- **Page extract**
*****

1

I am trying to load a saved gensim lda mallet:

 ldamallet = gensim.models.wrappers.LdaMallet(mallet_path, corpus=corpus, num_topics=n_topics,id2word=id2word)
 ldamallet.save('ldamallet')

When testing this for a new query (with the original corpus and dictionary), everything seems fine for the first load.

ques_vec = [dictionary.doc2bow(words) for words in data_words_list]
for i, row in enumerate(lda[ques_vec]):
    row = sorted(row, key=lambda x: (x[1]), reverse=True)

*****

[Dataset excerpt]

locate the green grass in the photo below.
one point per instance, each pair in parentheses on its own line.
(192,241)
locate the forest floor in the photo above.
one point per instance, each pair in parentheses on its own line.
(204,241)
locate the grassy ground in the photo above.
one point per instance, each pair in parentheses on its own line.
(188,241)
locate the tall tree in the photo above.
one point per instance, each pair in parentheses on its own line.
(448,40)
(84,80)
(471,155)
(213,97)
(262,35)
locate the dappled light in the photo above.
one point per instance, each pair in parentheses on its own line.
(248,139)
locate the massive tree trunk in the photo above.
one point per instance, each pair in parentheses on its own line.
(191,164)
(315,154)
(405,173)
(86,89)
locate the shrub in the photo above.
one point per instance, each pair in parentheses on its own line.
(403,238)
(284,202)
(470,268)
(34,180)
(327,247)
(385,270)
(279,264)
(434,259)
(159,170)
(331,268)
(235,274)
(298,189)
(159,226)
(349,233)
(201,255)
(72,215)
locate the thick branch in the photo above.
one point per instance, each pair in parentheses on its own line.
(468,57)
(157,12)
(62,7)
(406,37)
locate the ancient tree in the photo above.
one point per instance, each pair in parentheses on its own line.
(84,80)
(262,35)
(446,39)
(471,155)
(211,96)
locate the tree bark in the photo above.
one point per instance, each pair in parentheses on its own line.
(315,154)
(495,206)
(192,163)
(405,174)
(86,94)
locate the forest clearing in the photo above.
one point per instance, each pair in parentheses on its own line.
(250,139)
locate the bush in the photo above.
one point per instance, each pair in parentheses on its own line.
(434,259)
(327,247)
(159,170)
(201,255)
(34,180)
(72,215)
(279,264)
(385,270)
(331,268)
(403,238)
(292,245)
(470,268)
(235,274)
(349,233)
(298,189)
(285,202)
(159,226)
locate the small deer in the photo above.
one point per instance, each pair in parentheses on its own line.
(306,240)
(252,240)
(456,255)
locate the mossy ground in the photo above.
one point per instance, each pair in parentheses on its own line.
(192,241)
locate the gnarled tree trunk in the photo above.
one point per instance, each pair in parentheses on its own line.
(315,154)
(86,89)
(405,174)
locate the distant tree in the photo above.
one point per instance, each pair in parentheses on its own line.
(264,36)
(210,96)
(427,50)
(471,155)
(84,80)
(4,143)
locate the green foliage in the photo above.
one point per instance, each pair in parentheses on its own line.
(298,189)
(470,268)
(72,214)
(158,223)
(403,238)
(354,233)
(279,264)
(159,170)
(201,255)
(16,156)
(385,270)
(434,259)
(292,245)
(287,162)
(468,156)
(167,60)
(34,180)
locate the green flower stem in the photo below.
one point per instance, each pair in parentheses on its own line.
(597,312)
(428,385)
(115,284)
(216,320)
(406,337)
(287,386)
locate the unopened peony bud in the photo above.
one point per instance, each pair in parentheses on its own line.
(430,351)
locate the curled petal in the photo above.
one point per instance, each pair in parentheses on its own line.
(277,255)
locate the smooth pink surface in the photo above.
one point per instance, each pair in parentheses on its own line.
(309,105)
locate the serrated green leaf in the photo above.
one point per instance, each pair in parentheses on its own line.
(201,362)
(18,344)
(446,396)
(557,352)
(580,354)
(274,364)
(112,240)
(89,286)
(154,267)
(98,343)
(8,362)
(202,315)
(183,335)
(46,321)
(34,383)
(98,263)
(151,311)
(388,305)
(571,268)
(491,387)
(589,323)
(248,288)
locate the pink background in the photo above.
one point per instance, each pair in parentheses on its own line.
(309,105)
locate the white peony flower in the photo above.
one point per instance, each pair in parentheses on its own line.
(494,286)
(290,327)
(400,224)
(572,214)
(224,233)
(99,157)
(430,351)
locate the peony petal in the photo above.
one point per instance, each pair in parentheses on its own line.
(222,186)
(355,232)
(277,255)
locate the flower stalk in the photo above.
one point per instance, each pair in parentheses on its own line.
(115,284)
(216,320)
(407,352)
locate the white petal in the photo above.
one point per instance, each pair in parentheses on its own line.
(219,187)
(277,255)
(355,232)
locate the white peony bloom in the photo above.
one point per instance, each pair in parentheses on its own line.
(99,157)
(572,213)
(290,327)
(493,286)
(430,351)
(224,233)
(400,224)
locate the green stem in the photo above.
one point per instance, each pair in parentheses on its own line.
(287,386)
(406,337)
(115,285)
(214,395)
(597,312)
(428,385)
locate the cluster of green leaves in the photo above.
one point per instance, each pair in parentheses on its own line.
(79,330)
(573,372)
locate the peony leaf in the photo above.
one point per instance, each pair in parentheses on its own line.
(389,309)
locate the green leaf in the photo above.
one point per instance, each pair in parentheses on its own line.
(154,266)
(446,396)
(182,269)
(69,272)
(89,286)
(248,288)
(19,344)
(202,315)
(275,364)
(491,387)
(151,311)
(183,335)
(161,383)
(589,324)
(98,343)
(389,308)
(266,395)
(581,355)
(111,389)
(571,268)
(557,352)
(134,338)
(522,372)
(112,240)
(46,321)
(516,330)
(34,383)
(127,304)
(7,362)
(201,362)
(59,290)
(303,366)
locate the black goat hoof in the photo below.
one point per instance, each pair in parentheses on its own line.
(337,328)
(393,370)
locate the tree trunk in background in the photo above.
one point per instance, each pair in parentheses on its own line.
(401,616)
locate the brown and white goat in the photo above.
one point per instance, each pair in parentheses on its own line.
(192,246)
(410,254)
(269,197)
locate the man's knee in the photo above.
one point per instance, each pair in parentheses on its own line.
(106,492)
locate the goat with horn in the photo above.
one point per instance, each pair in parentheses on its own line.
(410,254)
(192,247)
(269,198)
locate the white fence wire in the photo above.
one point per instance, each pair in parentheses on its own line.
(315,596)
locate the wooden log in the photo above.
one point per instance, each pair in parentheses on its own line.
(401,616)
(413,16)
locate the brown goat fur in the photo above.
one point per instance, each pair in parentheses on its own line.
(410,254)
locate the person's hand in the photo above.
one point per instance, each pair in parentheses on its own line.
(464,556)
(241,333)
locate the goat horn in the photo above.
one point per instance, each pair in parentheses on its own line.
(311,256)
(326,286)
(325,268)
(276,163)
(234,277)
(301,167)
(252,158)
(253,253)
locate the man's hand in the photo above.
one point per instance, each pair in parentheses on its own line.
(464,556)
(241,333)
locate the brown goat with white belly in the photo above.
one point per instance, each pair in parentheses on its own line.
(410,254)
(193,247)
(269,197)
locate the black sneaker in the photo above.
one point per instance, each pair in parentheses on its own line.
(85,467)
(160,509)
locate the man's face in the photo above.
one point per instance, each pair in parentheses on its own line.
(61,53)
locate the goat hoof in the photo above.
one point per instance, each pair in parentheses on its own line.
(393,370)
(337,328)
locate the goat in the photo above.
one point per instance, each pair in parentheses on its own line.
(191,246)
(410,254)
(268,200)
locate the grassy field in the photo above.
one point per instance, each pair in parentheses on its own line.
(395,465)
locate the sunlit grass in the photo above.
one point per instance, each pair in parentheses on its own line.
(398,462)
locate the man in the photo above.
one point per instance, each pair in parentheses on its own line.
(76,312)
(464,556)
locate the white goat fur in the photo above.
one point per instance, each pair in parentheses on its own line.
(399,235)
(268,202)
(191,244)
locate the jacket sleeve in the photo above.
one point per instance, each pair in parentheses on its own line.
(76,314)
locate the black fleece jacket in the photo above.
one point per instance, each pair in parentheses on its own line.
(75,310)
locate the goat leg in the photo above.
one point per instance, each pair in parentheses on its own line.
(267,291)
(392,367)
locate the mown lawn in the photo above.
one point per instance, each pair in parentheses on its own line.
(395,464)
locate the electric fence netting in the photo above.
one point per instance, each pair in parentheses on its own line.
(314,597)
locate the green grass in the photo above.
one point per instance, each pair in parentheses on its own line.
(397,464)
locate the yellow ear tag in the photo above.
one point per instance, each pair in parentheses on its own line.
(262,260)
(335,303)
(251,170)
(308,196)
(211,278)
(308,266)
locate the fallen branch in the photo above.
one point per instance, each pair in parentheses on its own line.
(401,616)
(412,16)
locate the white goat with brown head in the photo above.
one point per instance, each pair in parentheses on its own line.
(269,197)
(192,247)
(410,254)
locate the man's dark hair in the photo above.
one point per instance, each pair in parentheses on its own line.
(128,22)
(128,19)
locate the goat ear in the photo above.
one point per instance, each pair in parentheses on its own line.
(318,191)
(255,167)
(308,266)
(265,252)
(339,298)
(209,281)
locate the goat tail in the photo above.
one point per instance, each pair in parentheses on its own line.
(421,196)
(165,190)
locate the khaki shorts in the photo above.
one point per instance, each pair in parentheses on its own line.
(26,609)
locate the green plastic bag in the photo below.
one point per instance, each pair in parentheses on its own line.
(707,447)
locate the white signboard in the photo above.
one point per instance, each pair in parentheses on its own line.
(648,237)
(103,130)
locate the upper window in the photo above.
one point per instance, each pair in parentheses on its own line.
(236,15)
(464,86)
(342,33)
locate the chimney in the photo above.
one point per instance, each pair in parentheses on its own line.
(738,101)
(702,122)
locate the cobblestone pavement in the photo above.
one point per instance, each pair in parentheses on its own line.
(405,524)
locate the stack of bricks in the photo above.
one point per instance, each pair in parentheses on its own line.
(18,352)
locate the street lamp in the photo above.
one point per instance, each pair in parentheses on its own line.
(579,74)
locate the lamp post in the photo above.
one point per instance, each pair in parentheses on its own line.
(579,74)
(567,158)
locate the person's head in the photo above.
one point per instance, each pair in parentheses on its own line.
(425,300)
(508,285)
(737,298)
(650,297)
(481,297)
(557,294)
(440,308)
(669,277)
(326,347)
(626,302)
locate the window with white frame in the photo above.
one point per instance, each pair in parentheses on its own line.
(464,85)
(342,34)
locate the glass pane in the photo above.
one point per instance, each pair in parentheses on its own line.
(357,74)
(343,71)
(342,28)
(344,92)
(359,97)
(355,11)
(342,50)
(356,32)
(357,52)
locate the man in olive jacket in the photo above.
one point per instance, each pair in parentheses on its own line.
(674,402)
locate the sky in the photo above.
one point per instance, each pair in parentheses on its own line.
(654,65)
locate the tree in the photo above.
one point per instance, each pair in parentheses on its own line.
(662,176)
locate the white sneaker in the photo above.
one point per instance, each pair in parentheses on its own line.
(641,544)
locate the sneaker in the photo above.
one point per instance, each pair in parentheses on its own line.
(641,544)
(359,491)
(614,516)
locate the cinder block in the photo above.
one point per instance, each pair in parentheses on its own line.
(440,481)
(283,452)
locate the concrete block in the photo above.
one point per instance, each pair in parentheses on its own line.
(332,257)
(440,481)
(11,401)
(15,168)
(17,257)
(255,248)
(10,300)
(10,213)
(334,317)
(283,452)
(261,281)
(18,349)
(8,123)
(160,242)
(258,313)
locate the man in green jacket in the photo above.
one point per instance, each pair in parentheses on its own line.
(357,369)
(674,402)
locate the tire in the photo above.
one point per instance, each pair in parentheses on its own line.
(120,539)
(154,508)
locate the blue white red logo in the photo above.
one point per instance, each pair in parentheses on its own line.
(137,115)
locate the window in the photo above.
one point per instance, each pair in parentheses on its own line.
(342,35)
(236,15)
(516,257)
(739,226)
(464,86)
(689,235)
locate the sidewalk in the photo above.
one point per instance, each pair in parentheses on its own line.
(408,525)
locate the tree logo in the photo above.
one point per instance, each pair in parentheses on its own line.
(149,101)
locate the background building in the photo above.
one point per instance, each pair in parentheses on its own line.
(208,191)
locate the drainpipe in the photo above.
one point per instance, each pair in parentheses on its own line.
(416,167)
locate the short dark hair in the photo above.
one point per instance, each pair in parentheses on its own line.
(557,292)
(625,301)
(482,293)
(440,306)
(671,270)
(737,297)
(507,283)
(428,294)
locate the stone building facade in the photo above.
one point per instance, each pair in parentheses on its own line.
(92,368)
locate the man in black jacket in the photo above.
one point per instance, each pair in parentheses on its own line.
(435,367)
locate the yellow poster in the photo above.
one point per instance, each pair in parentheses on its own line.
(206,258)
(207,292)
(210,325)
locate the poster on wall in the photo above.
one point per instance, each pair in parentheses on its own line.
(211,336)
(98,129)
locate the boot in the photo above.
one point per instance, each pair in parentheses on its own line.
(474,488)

*****

- **Given instruction 1**
Answer these questions about the gensim post:
(a) Under what name is the model saved?
(b) With what corpus and dictionary is the new query tested?
(c) Is each row sorted in ascending or descending order?
- **Given instruction 2**
From the gensim post, reproduce the passage starting at "ldamallet.save('ldamallet')" and ending at "x: (x[1]), reverse=True)", switching "ques_vec" to "query_vec".
Rely solely on the gensim post when responding.

- **Worked answer 1**
(a) 'ldamallet'
(b) The original corpus and dictionary
(c) Descending (reverse=True)

- **Worked answer 2**
ldamallet.save('ldamallet')

When testing this for a new query (with the original corpus and dictionary), everything seems fine for the first load.

query_vec = [dictionary.doc2bow(words) for words in data_words_list]
for i, row in enumerate(lda[query_vec]):
    row = sorted(row, key=lambda x: (x[1]), reverse=True)